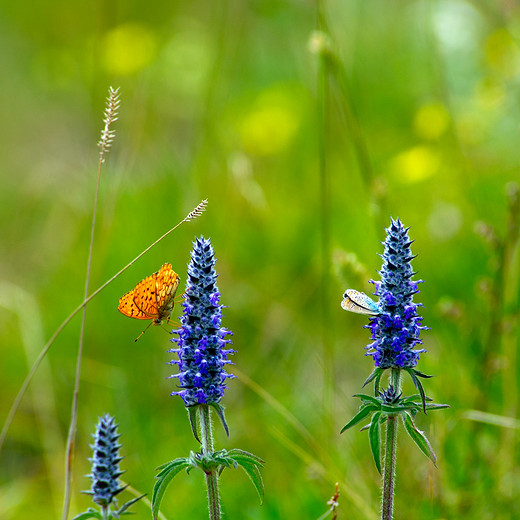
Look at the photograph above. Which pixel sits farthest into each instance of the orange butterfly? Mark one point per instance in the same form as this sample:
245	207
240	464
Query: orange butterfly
152	298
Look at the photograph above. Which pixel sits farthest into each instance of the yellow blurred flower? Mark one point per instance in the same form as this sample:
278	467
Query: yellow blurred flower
502	53
128	48
431	121
271	124
415	164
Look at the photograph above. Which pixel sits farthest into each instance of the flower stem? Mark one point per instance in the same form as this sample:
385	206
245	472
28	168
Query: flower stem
206	436
387	508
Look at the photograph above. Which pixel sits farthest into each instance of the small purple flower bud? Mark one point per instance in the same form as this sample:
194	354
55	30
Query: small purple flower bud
396	329
105	462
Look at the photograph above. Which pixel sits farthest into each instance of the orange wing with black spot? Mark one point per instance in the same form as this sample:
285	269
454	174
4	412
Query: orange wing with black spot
153	297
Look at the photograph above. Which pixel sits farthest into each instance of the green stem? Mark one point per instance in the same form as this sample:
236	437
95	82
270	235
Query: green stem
387	508
206	437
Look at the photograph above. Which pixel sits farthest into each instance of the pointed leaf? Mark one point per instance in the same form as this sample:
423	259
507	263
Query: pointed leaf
128	504
418	385
374	437
219	410
421	374
253	473
371	377
418	437
236	453
434	406
192	414
163	480
414	397
377	380
364	412
369	398
165	468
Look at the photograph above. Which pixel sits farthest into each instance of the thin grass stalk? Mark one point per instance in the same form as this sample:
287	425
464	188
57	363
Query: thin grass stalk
107	136
193	214
206	436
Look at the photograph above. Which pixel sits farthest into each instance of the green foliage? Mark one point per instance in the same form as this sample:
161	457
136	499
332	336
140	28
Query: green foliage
218	100
405	407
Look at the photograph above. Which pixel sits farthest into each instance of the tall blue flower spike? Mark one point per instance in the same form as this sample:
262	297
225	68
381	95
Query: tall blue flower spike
360	303
105	462
105	473
395	330
203	357
202	340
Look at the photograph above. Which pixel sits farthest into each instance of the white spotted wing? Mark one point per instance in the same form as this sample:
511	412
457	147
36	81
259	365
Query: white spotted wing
355	301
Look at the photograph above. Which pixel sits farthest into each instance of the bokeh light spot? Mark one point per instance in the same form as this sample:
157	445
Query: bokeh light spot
431	121
128	48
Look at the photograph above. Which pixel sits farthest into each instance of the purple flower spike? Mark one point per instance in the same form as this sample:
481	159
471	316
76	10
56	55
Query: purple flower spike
201	339
395	331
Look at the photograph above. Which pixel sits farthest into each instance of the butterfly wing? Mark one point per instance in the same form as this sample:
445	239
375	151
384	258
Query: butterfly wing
355	301
166	284
153	297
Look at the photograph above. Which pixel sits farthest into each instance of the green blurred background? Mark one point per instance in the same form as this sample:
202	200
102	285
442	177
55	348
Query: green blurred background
305	145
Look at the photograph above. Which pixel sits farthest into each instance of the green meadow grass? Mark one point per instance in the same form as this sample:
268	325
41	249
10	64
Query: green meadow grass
303	158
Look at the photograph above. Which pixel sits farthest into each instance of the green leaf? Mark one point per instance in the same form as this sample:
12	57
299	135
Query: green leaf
165	468
128	504
414	397
418	437
374	437
163	479
90	513
219	410
372	376
418	385
236	453
364	412
250	464
369	398
192	414
421	374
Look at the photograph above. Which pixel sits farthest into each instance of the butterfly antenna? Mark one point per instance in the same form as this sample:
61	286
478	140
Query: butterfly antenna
143	331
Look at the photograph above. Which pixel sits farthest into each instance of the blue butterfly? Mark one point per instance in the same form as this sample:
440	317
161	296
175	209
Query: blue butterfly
355	301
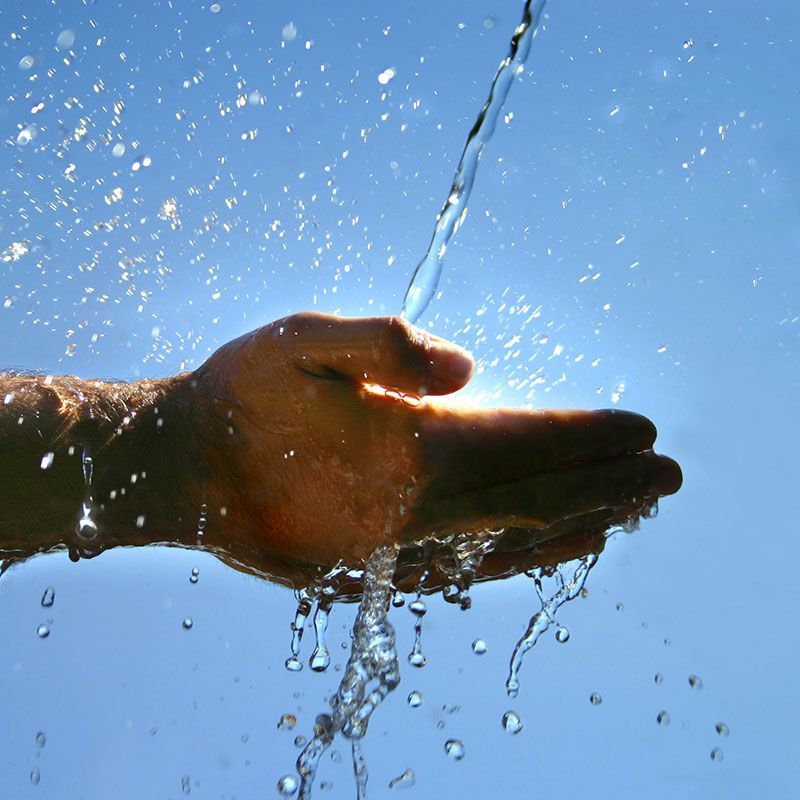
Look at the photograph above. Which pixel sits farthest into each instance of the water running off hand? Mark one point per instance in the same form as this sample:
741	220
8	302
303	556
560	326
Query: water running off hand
426	276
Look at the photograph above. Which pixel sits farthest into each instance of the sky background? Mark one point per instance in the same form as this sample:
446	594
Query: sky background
172	176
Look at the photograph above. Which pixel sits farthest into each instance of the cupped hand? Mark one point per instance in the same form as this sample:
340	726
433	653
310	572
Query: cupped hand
325	439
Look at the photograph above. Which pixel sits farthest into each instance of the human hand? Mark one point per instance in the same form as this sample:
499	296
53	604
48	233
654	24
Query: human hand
309	460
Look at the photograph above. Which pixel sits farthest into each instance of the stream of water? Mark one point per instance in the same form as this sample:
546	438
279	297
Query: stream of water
425	279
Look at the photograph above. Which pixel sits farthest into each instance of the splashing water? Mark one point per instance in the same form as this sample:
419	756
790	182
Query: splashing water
568	588
371	673
426	276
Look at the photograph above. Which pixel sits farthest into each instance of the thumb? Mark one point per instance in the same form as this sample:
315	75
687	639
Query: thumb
385	350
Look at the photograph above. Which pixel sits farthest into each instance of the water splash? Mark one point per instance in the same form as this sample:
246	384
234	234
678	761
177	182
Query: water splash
568	587
371	673
426	276
87	527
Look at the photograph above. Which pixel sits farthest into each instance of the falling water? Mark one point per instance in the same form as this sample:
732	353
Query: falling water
371	673
568	588
426	276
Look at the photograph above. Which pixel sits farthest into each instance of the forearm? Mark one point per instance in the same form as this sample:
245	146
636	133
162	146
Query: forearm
136	442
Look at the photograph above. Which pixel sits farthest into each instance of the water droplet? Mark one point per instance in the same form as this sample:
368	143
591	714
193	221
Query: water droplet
287	722
418	608
289	32
404	781
512	722
26	135
287	786
418	660
454	749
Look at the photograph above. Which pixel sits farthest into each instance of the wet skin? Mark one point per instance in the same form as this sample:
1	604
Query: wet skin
310	441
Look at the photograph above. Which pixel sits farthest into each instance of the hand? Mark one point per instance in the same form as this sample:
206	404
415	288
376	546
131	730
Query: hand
331	443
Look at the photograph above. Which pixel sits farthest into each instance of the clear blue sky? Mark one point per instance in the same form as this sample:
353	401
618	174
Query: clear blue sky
633	237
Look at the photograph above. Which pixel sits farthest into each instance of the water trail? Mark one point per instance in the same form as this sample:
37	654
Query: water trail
568	589
321	657
86	527
304	602
426	276
460	563
371	673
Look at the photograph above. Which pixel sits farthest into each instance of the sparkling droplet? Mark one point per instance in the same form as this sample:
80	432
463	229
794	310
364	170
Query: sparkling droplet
454	749
418	608
418	660
287	786
404	781
512	722
287	722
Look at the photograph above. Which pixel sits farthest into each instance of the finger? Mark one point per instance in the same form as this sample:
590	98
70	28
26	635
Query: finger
542	500
385	350
465	449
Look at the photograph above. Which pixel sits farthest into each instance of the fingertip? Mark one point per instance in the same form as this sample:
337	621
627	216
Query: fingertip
450	368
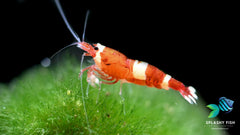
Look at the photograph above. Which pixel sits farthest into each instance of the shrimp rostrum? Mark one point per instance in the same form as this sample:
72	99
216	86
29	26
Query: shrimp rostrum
111	66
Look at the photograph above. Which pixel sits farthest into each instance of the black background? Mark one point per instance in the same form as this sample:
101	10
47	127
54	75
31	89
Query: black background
196	43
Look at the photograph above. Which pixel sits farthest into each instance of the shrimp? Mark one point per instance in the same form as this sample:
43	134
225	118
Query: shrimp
112	66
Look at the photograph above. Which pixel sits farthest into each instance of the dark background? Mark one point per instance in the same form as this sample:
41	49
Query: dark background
196	43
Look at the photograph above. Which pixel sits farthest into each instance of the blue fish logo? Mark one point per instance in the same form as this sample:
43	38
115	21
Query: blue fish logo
225	105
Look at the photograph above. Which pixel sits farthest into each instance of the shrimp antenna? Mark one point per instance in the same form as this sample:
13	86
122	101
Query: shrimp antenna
73	44
66	21
85	25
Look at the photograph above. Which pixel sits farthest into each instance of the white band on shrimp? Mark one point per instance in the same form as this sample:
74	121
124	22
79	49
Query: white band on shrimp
165	82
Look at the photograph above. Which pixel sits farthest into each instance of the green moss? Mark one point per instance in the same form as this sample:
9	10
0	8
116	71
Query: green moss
49	101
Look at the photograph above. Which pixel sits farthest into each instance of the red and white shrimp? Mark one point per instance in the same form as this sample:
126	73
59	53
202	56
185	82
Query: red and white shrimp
111	66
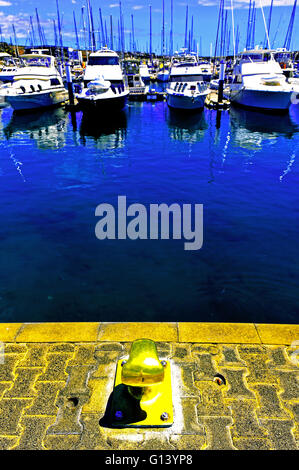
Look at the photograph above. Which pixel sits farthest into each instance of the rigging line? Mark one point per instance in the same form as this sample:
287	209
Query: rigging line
233	26
266	29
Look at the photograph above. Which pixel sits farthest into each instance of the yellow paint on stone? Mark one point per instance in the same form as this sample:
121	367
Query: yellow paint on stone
124	332
278	334
8	331
56	332
218	333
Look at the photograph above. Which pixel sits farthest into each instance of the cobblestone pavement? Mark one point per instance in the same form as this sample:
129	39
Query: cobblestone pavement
53	394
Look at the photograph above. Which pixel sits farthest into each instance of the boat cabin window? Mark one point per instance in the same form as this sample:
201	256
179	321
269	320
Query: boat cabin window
37	61
94	60
186	78
255	57
54	82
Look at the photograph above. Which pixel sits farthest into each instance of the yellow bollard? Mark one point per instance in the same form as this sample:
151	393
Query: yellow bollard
142	395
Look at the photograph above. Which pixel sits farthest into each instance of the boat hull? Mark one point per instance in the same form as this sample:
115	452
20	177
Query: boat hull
187	103
33	101
105	104
261	99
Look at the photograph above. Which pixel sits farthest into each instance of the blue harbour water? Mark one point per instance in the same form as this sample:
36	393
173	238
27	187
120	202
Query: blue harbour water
55	169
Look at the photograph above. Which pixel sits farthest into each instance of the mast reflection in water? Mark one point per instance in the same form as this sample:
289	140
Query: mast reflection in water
46	128
107	132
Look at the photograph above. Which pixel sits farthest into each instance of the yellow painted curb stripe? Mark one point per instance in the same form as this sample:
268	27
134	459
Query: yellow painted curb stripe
193	332
131	331
278	334
218	333
57	332
8	331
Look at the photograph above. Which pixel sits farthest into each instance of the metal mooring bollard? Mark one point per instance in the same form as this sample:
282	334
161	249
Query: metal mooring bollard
142	395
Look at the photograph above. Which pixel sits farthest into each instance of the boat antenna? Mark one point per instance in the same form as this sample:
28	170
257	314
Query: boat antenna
266	29
186	27
151	31
287	41
233	26
269	24
111	32
76	32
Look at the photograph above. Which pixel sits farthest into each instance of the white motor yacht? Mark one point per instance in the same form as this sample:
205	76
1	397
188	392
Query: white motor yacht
104	84
186	88
163	75
206	70
258	82
36	84
9	67
144	73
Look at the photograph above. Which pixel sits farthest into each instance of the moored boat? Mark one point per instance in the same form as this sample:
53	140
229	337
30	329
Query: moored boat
258	82
104	85
186	89
37	84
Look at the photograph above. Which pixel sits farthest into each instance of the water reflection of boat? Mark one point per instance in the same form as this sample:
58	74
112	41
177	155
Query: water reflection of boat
109	132
189	128
47	128
257	122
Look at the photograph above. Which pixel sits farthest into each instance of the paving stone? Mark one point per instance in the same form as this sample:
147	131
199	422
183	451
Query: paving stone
160	442
84	354
61	348
13	348
212	403
68	417
93	437
212	349
23	384
44	403
206	368
230	357
187	442
6	443
218	435
245	423
256	363
35	356
7	369
279	358
55	368
187	387
182	353
54	396
100	389
10	413
61	442
237	387
34	430
4	386
126	439
77	379
288	381
269	403
191	424
280	434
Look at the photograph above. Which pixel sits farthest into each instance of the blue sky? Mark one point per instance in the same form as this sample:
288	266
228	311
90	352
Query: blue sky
205	13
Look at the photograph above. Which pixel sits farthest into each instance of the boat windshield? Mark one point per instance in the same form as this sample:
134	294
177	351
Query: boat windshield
95	60
37	61
186	78
255	57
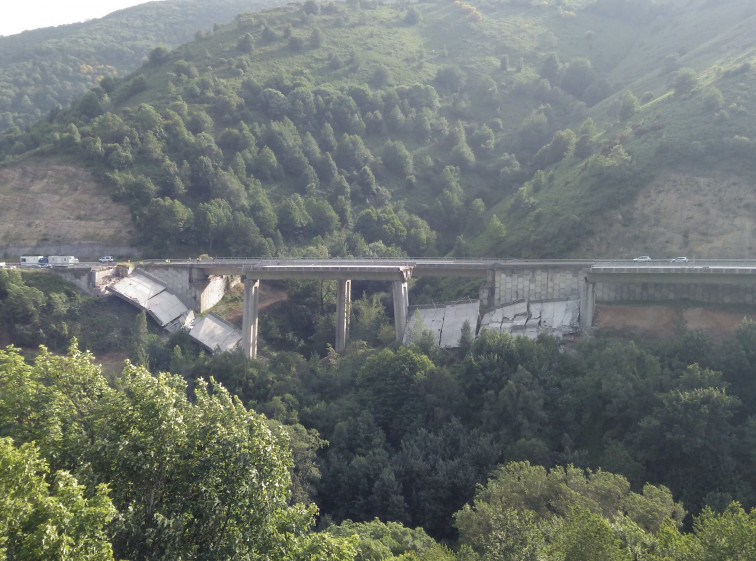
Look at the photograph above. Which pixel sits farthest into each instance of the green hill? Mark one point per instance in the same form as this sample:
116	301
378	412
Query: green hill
45	69
595	128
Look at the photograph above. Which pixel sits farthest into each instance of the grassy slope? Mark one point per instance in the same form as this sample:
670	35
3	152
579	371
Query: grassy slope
577	204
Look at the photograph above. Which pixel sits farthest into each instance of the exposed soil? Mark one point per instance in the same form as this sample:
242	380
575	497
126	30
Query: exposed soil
680	214
663	322
46	204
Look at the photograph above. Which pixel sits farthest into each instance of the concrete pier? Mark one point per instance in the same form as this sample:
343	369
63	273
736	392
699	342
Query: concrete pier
249	317
401	308
343	310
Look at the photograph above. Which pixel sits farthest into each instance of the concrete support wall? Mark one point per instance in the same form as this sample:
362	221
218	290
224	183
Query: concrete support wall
401	308
522	283
249	317
343	309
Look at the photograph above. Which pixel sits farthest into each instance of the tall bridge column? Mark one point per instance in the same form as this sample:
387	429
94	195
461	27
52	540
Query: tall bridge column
587	304
249	317
401	307
343	309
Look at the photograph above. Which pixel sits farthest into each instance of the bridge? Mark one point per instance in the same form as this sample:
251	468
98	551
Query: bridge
502	281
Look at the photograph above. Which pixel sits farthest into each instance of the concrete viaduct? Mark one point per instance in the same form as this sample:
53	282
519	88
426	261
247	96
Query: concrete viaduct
502	281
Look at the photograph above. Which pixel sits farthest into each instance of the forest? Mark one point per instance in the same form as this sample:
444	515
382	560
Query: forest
279	129
506	448
368	129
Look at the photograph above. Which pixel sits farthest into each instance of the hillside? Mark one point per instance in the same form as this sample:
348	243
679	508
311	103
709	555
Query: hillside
498	129
45	69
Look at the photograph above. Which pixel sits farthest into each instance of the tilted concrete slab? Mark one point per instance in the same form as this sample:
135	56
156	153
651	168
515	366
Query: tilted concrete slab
424	319
444	322
502	318
455	317
137	288
165	308
529	319
214	333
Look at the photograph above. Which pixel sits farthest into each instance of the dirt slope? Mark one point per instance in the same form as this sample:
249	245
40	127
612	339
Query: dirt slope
50	206
681	214
661	322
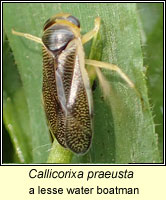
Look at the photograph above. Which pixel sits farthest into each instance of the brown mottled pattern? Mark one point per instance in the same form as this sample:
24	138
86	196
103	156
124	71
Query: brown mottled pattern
53	110
78	125
74	130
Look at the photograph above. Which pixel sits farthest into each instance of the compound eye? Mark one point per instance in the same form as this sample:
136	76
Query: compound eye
74	21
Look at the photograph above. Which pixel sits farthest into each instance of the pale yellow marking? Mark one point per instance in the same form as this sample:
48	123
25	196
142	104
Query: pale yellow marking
28	36
88	36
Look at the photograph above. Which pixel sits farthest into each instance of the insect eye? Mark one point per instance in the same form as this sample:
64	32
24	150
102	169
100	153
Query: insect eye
74	21
48	23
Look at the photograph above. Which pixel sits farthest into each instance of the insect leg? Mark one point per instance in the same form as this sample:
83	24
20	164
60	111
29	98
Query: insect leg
88	36
28	36
114	68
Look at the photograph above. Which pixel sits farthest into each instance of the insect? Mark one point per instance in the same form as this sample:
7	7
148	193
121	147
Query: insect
66	90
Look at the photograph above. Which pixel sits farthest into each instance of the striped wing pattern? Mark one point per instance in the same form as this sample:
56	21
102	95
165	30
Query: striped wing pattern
65	99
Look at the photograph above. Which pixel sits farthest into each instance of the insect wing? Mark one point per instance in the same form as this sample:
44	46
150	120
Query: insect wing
76	100
52	107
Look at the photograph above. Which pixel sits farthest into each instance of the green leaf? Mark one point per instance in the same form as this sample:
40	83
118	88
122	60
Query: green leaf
124	130
153	59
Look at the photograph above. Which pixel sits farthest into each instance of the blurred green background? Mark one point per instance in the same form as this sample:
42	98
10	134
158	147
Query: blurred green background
125	131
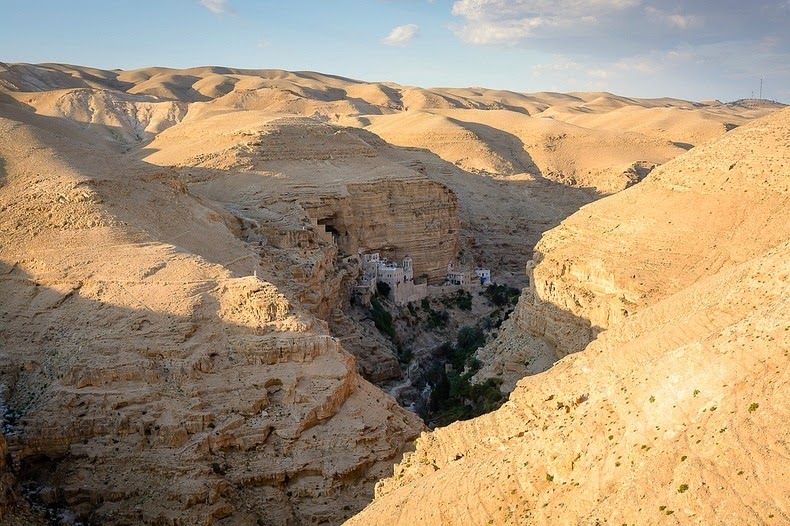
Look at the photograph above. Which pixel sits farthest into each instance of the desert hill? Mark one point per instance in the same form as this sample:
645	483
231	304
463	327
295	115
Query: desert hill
176	255
674	413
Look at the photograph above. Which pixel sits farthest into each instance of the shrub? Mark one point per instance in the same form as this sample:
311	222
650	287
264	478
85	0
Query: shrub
382	319
383	289
463	300
437	319
502	295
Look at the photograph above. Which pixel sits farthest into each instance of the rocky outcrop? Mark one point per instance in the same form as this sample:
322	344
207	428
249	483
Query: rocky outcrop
398	217
718	205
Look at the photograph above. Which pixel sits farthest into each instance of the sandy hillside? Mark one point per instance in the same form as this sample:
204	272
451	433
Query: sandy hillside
675	413
176	255
519	151
148	376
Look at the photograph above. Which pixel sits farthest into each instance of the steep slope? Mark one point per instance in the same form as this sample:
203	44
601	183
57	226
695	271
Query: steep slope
150	378
675	414
718	205
534	146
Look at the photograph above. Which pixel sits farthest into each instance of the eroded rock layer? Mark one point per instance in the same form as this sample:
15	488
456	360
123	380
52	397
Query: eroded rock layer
673	413
150	377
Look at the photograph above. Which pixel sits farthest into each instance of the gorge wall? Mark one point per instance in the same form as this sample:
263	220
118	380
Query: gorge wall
673	413
150	378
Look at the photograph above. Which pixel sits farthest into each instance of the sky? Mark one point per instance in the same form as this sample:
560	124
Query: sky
694	50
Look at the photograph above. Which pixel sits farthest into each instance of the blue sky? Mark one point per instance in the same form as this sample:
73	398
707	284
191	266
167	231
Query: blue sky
697	49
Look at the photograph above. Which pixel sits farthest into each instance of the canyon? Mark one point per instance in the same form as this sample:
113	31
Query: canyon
178	250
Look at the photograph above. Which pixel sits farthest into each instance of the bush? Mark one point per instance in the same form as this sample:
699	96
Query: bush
464	300
502	295
382	319
437	319
383	289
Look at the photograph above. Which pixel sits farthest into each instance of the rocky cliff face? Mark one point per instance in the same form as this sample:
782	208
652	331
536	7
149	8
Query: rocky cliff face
720	204
663	416
150	378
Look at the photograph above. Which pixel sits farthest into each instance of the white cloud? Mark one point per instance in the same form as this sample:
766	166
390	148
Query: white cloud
401	35
673	19
509	21
216	6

---*---

### Problem statement
Number each line of the data, leaving out blank lines, from the line containing "the white cloud?" through the end of the data, both ends included.

### Written response
1. Look at the photograph above. Which pixel sits farthest into each instance of the white cloud? Mark one point per instance in the same form as this sample:
2. 766	166
3. 390	148
4. Query: white cloud
5. 401	35
6. 673	19
7. 509	21
8. 216	6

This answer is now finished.